Task statement: Copy the rows below word for word, everything from the line containing "of the sofa" down to the line containing "370), (495, 270)]", both of those lines included.

Record extracts:

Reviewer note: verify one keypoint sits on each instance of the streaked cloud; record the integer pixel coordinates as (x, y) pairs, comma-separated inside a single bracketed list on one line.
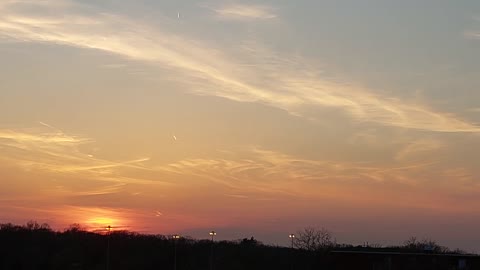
[(57, 152), (472, 35), (419, 147), (245, 12), (288, 83)]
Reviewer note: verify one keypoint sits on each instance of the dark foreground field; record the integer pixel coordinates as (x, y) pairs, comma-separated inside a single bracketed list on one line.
[(37, 247)]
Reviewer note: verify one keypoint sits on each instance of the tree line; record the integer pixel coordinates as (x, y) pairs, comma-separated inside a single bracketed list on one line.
[(37, 246)]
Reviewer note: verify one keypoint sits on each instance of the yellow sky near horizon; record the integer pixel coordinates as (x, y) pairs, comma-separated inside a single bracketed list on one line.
[(241, 117)]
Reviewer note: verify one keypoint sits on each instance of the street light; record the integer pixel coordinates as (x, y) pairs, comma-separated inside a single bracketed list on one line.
[(212, 234), (109, 229), (175, 237), (292, 236)]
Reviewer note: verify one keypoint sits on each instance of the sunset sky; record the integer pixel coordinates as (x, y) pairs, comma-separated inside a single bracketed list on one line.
[(251, 118)]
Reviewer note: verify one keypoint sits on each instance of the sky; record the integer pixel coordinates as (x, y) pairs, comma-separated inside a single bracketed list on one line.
[(251, 118)]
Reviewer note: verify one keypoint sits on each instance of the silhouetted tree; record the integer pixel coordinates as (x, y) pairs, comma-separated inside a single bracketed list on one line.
[(314, 239)]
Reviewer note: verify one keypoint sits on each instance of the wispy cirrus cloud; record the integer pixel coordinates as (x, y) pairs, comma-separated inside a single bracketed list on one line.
[(245, 12), (287, 83), (51, 150)]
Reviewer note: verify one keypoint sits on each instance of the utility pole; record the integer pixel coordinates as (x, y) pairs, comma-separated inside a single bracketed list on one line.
[(212, 234), (175, 238), (109, 229)]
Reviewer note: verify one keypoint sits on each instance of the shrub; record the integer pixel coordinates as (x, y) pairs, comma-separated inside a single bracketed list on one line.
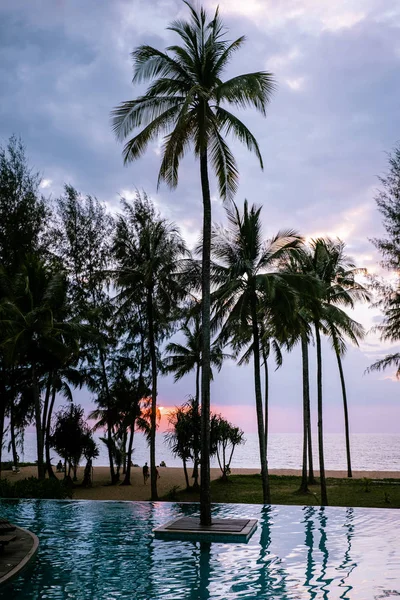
[(51, 489)]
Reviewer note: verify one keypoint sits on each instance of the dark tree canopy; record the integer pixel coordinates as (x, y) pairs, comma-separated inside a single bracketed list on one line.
[(388, 202), (23, 211)]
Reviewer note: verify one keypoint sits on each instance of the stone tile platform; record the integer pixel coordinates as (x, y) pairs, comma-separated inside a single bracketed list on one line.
[(220, 530), (17, 554)]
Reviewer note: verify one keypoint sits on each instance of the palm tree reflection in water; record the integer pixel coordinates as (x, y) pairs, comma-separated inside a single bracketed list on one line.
[(309, 512), (272, 578), (325, 554), (324, 566), (347, 564)]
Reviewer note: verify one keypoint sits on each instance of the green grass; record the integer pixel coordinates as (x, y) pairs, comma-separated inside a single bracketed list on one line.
[(247, 489)]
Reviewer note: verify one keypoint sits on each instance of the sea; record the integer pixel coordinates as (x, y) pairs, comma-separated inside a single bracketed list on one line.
[(369, 452)]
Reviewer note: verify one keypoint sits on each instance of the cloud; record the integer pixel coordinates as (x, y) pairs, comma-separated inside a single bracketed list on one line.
[(65, 65)]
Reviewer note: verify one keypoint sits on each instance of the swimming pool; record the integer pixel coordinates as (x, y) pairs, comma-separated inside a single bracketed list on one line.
[(106, 551)]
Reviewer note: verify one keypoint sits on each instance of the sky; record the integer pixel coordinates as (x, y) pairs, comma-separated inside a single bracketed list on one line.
[(64, 64)]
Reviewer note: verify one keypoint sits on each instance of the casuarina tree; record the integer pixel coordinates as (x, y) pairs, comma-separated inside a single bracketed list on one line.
[(188, 103)]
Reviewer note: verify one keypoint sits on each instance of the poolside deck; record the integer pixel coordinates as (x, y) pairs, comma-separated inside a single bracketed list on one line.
[(17, 554), (220, 530)]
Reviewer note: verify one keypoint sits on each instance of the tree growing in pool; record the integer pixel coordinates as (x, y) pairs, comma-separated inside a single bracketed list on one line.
[(188, 103)]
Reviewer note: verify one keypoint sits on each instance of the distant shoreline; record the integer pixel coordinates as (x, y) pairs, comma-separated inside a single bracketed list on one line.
[(170, 478)]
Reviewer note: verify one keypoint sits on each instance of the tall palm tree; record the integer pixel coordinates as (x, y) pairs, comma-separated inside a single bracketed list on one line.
[(299, 330), (328, 318), (249, 288), (184, 359), (337, 272), (269, 345), (188, 102), (149, 251), (32, 335)]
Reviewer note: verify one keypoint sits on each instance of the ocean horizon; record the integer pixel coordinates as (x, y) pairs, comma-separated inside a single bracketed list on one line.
[(369, 452)]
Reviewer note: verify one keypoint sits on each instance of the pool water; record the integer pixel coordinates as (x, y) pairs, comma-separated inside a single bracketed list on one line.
[(106, 551)]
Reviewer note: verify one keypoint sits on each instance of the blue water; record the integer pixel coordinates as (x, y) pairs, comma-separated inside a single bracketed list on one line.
[(106, 551)]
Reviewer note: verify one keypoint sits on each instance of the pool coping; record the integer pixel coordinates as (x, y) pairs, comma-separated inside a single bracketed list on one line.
[(171, 531), (30, 555)]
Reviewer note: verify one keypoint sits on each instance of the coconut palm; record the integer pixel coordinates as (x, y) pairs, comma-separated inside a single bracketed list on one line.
[(337, 272), (269, 345), (149, 251), (250, 290), (184, 359), (188, 103), (35, 332)]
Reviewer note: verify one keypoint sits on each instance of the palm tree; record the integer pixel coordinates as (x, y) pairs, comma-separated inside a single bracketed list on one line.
[(269, 345), (184, 359), (337, 272), (32, 335), (299, 330), (249, 291), (187, 102), (149, 252), (326, 262)]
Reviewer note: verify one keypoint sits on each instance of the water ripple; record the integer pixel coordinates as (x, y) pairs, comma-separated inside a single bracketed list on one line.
[(106, 551)]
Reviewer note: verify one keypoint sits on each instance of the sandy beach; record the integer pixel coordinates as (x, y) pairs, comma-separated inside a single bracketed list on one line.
[(169, 478)]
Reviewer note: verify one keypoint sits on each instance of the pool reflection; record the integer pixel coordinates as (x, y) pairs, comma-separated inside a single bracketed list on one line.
[(106, 550)]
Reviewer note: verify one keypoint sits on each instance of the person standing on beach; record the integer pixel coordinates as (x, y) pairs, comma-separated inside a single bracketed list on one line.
[(146, 473)]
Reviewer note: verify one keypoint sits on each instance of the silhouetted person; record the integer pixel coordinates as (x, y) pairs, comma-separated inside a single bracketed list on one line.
[(146, 473)]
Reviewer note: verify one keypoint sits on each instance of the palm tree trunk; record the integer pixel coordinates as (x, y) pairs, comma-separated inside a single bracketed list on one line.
[(324, 495), (49, 468), (38, 423), (127, 479), (3, 403), (109, 424), (259, 405), (266, 399), (346, 414), (153, 418), (45, 409), (2, 417), (205, 496), (311, 476), (13, 436), (306, 406), (186, 474), (195, 474)]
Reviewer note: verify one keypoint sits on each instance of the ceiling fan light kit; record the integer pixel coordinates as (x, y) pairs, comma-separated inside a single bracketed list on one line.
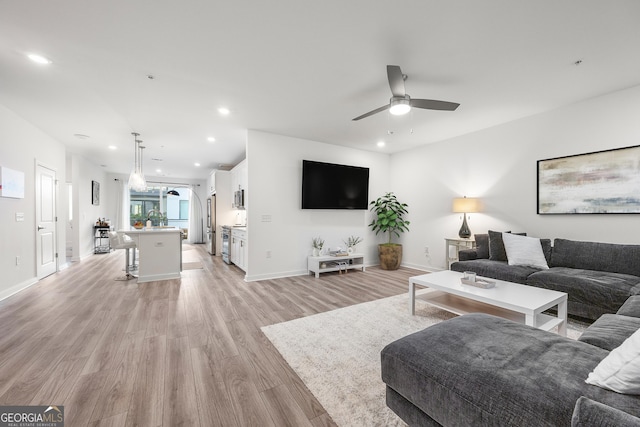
[(401, 103), (399, 106)]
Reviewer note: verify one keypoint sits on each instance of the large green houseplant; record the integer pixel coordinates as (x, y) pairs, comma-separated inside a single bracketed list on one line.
[(389, 219)]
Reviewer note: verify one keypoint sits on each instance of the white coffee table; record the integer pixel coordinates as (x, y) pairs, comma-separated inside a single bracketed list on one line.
[(520, 303)]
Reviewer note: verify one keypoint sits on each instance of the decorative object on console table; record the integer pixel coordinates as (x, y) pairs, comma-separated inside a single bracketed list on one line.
[(351, 243), (317, 243), (329, 263), (602, 182), (389, 219), (95, 193), (465, 206)]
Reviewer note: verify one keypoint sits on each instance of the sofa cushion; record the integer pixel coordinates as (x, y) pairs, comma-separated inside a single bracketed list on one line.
[(588, 287), (631, 307), (496, 246), (614, 258), (610, 331), (589, 413), (620, 370), (482, 245), (523, 250), (483, 370), (495, 270)]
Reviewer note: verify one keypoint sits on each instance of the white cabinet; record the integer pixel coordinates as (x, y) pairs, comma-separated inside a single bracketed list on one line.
[(239, 248), (239, 179)]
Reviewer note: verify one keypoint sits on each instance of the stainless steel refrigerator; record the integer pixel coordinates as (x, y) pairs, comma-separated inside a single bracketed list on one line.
[(211, 224)]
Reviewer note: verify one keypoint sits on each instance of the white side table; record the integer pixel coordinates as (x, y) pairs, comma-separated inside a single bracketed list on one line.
[(457, 243)]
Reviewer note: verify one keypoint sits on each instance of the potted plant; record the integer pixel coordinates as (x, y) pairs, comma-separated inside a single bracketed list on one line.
[(351, 243), (389, 219), (317, 243)]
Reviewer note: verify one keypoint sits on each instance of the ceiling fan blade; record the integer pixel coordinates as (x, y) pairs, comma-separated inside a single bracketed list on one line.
[(371, 113), (396, 81), (432, 104)]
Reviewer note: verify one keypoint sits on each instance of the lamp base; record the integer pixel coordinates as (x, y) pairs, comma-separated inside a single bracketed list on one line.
[(464, 232)]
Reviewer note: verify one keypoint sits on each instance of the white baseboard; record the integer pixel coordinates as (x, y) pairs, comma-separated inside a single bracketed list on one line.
[(17, 288), (270, 276)]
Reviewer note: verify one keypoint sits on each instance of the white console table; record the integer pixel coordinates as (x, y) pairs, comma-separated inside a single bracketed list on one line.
[(327, 263)]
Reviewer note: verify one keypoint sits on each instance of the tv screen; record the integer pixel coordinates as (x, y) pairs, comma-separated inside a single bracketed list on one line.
[(331, 186)]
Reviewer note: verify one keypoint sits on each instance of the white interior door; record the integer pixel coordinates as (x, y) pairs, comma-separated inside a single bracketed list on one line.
[(46, 252)]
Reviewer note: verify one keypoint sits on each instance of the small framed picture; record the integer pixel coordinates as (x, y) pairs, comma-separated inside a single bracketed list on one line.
[(95, 193)]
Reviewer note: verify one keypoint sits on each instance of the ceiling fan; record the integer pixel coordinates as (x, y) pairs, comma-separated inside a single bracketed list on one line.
[(401, 103)]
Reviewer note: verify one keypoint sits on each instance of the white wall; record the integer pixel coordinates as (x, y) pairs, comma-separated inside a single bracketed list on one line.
[(177, 183), (498, 165), (85, 215), (274, 190), (21, 145)]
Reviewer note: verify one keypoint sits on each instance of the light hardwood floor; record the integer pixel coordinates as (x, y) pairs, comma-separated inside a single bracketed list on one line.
[(185, 352)]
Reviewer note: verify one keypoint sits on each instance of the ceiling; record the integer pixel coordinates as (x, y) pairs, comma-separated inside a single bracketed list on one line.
[(298, 68)]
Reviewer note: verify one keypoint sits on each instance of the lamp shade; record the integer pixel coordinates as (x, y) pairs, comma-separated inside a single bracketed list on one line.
[(466, 205)]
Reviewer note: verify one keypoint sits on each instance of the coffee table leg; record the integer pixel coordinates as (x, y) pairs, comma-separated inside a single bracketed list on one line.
[(530, 320), (412, 298), (562, 314)]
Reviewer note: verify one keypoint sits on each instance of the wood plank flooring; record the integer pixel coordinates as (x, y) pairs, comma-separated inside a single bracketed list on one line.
[(185, 352)]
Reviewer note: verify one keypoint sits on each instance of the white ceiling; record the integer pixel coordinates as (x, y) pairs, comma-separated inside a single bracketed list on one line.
[(298, 68)]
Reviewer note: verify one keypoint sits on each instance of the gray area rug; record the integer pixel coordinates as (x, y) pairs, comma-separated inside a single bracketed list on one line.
[(337, 354)]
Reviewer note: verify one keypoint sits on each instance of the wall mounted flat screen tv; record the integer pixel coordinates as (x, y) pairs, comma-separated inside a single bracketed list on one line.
[(332, 186)]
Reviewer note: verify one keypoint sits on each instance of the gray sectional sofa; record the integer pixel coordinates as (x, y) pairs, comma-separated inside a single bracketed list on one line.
[(480, 370), (598, 277)]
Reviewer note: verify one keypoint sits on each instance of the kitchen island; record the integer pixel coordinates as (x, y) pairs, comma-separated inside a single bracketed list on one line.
[(160, 252)]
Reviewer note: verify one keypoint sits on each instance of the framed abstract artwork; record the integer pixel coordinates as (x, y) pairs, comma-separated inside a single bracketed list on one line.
[(602, 182), (95, 193)]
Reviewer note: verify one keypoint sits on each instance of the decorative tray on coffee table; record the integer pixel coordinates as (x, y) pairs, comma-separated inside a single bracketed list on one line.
[(480, 282)]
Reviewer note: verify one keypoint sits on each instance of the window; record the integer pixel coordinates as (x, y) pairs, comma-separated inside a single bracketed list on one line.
[(153, 204)]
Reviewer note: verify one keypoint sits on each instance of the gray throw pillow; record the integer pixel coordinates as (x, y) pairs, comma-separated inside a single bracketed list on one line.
[(497, 252), (482, 246)]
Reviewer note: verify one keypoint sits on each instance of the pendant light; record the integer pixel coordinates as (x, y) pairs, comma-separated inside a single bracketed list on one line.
[(136, 178)]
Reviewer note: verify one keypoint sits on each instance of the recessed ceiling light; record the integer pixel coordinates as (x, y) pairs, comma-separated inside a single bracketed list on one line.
[(39, 59)]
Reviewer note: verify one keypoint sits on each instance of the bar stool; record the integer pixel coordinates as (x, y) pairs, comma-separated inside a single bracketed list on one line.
[(122, 241)]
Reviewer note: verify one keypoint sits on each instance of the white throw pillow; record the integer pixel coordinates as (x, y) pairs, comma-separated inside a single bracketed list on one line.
[(620, 370), (523, 250)]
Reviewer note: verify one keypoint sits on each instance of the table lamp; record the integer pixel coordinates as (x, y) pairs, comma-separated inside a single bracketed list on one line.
[(465, 206)]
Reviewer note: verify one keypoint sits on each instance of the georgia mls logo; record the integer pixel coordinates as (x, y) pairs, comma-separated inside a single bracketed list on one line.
[(31, 416)]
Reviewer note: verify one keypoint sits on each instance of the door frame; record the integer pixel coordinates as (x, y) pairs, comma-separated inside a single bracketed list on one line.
[(38, 258)]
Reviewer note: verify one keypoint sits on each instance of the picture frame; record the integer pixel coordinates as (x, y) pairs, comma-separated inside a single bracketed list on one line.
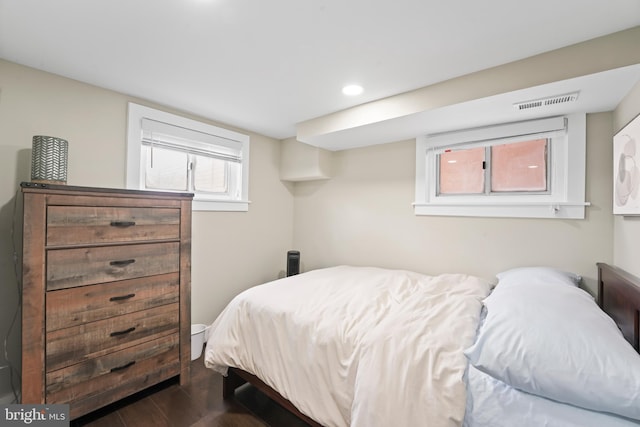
[(626, 171)]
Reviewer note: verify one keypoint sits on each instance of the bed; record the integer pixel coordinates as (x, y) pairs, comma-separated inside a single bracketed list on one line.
[(364, 346)]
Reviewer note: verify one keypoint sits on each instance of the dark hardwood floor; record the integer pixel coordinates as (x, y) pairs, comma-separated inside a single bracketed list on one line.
[(198, 404)]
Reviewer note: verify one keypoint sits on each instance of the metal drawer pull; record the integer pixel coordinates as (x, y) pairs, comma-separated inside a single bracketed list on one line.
[(126, 331), (122, 263), (123, 223), (119, 368), (122, 297)]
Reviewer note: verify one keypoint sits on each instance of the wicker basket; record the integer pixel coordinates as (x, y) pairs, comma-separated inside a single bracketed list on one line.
[(49, 160)]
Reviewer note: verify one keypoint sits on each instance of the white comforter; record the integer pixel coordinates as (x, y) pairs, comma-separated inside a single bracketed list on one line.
[(356, 346)]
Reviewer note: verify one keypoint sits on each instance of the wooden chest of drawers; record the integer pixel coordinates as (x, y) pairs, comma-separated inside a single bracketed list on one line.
[(106, 293)]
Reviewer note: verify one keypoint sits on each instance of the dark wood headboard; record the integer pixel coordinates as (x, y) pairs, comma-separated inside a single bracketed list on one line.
[(619, 297)]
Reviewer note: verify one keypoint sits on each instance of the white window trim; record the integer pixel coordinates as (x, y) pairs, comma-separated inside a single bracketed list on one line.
[(567, 197), (137, 113)]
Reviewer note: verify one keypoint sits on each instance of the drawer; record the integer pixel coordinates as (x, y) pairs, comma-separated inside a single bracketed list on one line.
[(77, 225), (68, 268), (114, 370), (65, 347), (75, 306)]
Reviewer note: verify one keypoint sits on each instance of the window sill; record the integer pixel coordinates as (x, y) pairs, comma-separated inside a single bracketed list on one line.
[(563, 210), (221, 205)]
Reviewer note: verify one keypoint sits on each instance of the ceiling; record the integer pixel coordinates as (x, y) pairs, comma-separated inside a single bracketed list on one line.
[(265, 66)]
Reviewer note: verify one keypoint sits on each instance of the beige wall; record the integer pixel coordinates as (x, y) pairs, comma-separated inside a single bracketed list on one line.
[(626, 229), (363, 216), (231, 251)]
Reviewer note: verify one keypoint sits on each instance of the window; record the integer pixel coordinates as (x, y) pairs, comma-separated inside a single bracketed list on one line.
[(166, 152), (525, 169)]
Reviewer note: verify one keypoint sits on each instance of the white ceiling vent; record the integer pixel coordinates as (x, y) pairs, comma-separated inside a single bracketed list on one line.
[(548, 101)]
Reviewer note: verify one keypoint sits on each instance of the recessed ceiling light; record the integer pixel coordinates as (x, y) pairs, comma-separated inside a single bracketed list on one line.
[(352, 90)]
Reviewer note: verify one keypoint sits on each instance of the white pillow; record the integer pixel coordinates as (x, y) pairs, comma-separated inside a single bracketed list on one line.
[(539, 275), (555, 342)]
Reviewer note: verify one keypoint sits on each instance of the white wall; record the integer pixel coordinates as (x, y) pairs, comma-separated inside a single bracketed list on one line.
[(627, 228), (363, 216), (231, 251)]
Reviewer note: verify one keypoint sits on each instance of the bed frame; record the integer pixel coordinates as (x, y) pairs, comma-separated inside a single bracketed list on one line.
[(618, 296)]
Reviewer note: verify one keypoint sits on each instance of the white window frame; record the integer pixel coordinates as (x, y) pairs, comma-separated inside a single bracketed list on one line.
[(566, 198), (201, 202)]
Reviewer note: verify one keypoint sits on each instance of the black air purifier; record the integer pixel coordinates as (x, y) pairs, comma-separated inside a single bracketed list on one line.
[(293, 263)]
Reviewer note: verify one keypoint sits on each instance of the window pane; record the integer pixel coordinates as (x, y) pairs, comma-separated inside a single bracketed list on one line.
[(520, 166), (165, 169), (461, 171), (210, 175)]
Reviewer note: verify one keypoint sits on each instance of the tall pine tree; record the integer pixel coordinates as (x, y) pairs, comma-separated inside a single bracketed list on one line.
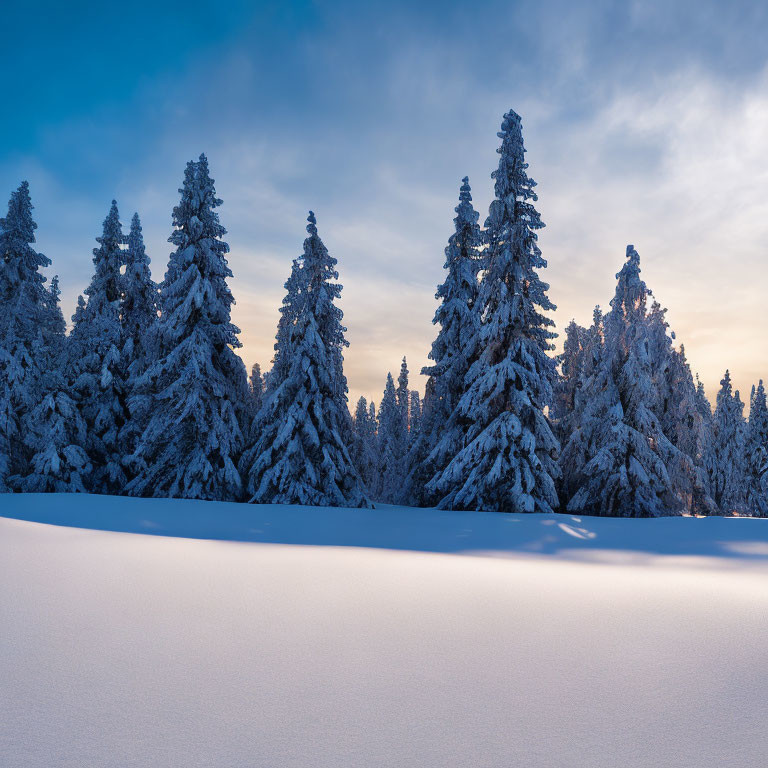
[(757, 452), (726, 459), (453, 351), (99, 377), (56, 433), (389, 486), (302, 453), (139, 314), (198, 385), (627, 452), (23, 299), (509, 459)]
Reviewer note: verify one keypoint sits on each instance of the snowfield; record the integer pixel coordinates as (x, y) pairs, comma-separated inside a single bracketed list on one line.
[(575, 642)]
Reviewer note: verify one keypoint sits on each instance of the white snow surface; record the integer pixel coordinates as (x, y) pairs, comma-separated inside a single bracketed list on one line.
[(581, 642)]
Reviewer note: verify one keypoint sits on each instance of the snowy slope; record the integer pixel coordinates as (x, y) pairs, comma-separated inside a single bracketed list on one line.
[(131, 650)]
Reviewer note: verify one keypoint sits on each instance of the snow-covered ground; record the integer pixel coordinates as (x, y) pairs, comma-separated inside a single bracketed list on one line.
[(582, 642)]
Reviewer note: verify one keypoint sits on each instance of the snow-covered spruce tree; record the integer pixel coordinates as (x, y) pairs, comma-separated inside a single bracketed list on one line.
[(414, 417), (256, 385), (686, 426), (23, 300), (757, 452), (573, 396), (402, 393), (139, 307), (364, 448), (302, 452), (57, 432), (628, 452), (564, 403), (509, 459), (198, 384), (98, 375), (453, 350), (675, 406), (726, 459), (389, 486), (54, 327), (289, 312), (139, 313)]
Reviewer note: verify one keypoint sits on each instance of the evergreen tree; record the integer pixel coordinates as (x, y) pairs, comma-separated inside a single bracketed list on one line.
[(57, 432), (302, 453), (725, 461), (686, 426), (402, 393), (414, 417), (627, 450), (54, 327), (99, 378), (579, 364), (139, 307), (570, 381), (139, 314), (390, 442), (23, 300), (757, 452), (509, 458), (364, 452), (257, 387), (289, 312), (453, 351), (198, 384)]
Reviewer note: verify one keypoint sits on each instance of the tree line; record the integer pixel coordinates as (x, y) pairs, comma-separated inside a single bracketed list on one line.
[(146, 395)]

Finished exercise:
Reviewer note: verify one keypoint sits on each instance of the sofa cushion; record the integer pixel coordinates as (x, y) pairs, comma-separated inside a single bracketed list on one line.
[(588, 287), (631, 307), (496, 246), (614, 258), (610, 331), (589, 413), (620, 370), (482, 245), (523, 250), (483, 370), (495, 270)]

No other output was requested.